_What to produce_
The answer must be the full listing, written out exactly.

____________

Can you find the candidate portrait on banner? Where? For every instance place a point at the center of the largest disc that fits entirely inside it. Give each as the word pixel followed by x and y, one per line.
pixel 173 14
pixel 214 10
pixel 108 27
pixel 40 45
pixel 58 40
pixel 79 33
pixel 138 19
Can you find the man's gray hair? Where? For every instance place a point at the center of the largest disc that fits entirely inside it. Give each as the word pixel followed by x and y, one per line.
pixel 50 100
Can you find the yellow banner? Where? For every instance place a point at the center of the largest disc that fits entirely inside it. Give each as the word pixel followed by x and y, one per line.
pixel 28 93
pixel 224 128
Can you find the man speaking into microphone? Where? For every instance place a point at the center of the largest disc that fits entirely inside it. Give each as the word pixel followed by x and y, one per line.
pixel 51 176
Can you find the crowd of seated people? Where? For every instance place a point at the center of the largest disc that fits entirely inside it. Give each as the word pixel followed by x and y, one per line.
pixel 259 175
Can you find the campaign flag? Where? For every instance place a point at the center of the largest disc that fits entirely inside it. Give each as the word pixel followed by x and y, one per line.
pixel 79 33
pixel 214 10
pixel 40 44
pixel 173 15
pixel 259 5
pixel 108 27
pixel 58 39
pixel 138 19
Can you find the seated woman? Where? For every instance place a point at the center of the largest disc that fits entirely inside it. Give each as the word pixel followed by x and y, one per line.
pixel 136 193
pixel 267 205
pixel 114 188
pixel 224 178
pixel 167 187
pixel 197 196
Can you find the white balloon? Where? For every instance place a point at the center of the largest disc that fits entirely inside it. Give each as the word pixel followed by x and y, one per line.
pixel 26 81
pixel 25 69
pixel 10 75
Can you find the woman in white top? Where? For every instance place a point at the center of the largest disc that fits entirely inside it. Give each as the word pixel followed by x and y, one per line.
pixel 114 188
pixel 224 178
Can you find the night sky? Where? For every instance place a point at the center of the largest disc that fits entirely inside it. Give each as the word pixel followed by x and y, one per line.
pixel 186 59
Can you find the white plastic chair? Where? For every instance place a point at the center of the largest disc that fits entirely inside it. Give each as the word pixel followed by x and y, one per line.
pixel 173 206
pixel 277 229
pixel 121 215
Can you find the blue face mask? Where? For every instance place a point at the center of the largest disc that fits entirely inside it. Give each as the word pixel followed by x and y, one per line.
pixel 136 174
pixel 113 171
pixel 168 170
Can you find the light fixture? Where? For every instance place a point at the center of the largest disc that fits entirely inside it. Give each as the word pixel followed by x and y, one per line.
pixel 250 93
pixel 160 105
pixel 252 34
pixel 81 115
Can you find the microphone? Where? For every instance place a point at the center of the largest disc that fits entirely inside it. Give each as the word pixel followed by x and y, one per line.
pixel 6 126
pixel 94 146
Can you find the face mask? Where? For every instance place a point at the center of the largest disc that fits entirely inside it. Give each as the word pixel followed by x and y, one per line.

____________

_Exercise output_
Can you find the candidate portrait on banner? Where? For every instance place a point at the center of the largest disc that fits entirely inside it. Give each as the word pixel followed by x and y, one per line.
pixel 173 14
pixel 214 10
pixel 108 27
pixel 40 45
pixel 58 40
pixel 79 33
pixel 138 19
Can you find the man's gray hair? Where? For every instance place a point at the center of the largest disc that fits entirely inside it. Give each as the word pixel followed by x and y, one per line.
pixel 50 100
Can you find the yellow banner? Where? For every instance place a point at the center of the largest disc that fits entirely inside it. Give each as the word pixel followed by x and y, one per line.
pixel 28 93
pixel 224 128
Can you find the man speaking into microphone? Where? For every instance place a point at the center of the largest disc that fits entirely inside it. Give each as the word pixel followed by x and y, one per line.
pixel 51 176
Can you find the crowd of seated people? Where? For every instance place a point at the center of the largest disc that fits entirely inside it. Give each as the word pixel followed by x and y, one per line.
pixel 259 175
Can you find the campaign flag? Where? For every instance place a point at the center of the largest disc that fits entirely inside it. Give each as the word pixel followed by x and y, one per line.
pixel 79 33
pixel 214 10
pixel 40 44
pixel 173 15
pixel 259 5
pixel 108 27
pixel 58 39
pixel 138 19
Can you find the seated woman? Where? For every instance place a point at the center of the largest disc that fits entirely inside it. Give each as the word pixel followed by x and y, one per line.
pixel 136 193
pixel 267 205
pixel 114 188
pixel 224 178
pixel 167 187
pixel 197 196
Can you find the white balloon? Where? For every instance place a point at the center of the largest disc that fits entirely inside it. Give each as the word pixel followed by x and y, one per line.
pixel 26 81
pixel 25 69
pixel 10 75
Can you find the woman in white top? Where? For every instance place a point at the center of the largest disc that fits entirely inside it. Give each as the word pixel followed by x and y, one per line.
pixel 114 188
pixel 224 178
Can you find the night sky? Where? For every instance place a point at the center of the largest disc that fits entirely inside it. Give each as the word pixel followed by x and y, one per line.
pixel 186 59
Can you find the white plastic chair? Where? For every instance place a point at the center of the largest disc that fits entirely inside it. Give each as the word pixel followed by x and y, one per line.
pixel 173 206
pixel 277 229
pixel 121 215
Can you find the blue face mask? Where? For every instance place a point at the center of the largest disc that fits entirely inside it. Give each as the word pixel followed by x and y, one per line.
pixel 136 174
pixel 113 171
pixel 168 170
Can you find the light fixture? Where? For every instance place a point at the center of the largest disc that fits entirely inside it. Give each as the word pixel followed by x and y, one per line.
pixel 250 93
pixel 160 105
pixel 252 34
pixel 81 115
Can you find the microphone? Where? For every instance place a point at the center of the largest disc that fits entirely inside it. Give each as the word pixel followed by x and y, one per line.
pixel 6 126
pixel 94 146
Can you find the face mask? Where? For every instance place a point at the center of the largest disc that fits entirely inside it. Give each as the word pixel followed by x and y, one per line.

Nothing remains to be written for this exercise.